Set problem 1
Rewrite the DVD encoding post from "yes I did use" to "look so good?", changing "Idvd" to "iDVD".
Set problem 2
What resolution does the DVD encoding post give for a DVD?
Source start
In reply to Sean Nelson, Jan 23, 2013

thanks for the reply,

yes I did use a 2 pass encoding and I am using Idvd to burn the disc.

yes it will be played on HD tv's since its a 1080p video.

I actually encoded a 10Mbit/sec version and burned the dvd with that and it was way lower in quality than the original.

Now if major studios use that rate, how do they get the content to look so good?

Am I wrong in thinking that a 4k camera shot will look better than my nex6 1080p

even if they are both finally encoded at 10Mbit/sec for a dvd?

I guess I just answered that.....

So how can I maintain maximum quality as close as possible to the original when burning a dvd?

Could it be that Idvd is not as good as another dvd burning software?

Just to be clear:

I use Nex6 at 1080p, 60p, rewrap with clipwrap,I movie 08 and Idvd.....

Anything I did not do that could give me better results?

Oh and I did not know a dvd resolution was  (720 x 480),

so would it make a better result if I encode at (720 x 480) ?
Source end
Supplied data start
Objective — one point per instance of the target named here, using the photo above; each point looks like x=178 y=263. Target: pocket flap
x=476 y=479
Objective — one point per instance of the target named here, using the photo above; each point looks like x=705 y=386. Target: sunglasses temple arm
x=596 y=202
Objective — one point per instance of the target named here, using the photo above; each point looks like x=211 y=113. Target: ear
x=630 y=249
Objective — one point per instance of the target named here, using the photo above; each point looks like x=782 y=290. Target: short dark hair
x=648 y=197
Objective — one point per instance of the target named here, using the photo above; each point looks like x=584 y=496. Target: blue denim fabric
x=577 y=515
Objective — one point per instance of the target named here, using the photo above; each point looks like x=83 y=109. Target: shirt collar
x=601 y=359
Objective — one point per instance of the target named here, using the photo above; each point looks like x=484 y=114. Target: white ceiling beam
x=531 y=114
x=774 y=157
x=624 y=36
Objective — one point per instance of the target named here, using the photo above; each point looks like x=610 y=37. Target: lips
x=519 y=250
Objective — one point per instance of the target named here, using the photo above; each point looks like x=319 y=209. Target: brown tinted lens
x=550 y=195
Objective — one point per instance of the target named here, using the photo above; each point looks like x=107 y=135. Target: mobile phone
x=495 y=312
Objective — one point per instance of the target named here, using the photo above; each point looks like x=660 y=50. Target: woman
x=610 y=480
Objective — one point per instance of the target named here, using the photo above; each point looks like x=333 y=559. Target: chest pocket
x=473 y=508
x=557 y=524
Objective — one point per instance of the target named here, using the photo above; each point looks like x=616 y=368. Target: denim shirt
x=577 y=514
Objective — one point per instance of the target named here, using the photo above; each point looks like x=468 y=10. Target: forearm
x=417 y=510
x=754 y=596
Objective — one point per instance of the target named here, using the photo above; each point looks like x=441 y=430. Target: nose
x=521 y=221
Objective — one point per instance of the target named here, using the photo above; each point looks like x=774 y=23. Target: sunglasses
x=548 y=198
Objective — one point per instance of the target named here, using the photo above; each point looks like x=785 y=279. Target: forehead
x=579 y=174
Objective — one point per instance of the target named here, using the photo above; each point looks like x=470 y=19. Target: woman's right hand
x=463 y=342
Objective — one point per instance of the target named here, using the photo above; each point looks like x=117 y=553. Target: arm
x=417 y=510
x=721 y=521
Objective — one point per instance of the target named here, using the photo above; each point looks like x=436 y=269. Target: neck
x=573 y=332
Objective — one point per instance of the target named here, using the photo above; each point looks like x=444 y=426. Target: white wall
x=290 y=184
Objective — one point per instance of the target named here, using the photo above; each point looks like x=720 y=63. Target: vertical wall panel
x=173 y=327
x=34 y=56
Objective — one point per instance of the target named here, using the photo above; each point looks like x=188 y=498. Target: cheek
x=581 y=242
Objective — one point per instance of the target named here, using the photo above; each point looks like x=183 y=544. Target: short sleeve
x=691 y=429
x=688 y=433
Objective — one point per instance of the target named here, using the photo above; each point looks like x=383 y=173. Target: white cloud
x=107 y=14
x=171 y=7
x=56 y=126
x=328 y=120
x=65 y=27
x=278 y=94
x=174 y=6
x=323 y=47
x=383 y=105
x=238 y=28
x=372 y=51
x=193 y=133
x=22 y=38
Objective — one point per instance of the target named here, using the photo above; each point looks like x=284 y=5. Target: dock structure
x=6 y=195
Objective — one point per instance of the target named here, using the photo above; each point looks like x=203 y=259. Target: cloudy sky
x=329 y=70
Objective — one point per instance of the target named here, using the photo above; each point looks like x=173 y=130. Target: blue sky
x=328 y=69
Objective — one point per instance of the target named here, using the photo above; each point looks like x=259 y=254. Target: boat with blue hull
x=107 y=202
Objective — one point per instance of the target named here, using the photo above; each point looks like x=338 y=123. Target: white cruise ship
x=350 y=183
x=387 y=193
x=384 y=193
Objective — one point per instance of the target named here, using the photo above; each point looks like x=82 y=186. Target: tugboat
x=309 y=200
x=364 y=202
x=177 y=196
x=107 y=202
Supplied data end
Final result 1
yes I did use a 2 pass encoding and I am using iDVD to burn the disc.

yes it will be played on HD tv's since its a 1080p video.

I actually encoded a 10Mbit/sec version and burned the dvd with that and it was way lower in quality than the original.

Now if major studios use that rate, how do they get the content to look so good?

Final result 2
720 x 480